Exercise brief – Please lay out the records below as a two-column CSV with the header row text,answer and one row for each record. Wrap each field in double quotes and replace any line breaks inside a field with spaces.

The records –
....

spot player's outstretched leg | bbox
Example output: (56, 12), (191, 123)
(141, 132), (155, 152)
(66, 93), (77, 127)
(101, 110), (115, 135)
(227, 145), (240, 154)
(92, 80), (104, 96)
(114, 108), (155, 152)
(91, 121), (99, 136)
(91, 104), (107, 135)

....

Answer to the task –
text,answer
"spot player's outstretched leg | bbox Example output: (56, 12), (191, 123)","(141, 132), (155, 152) (66, 93), (77, 127) (101, 110), (115, 135) (227, 145), (240, 154) (92, 80), (104, 96) (114, 108), (155, 152) (91, 121), (99, 136) (91, 104), (107, 135)"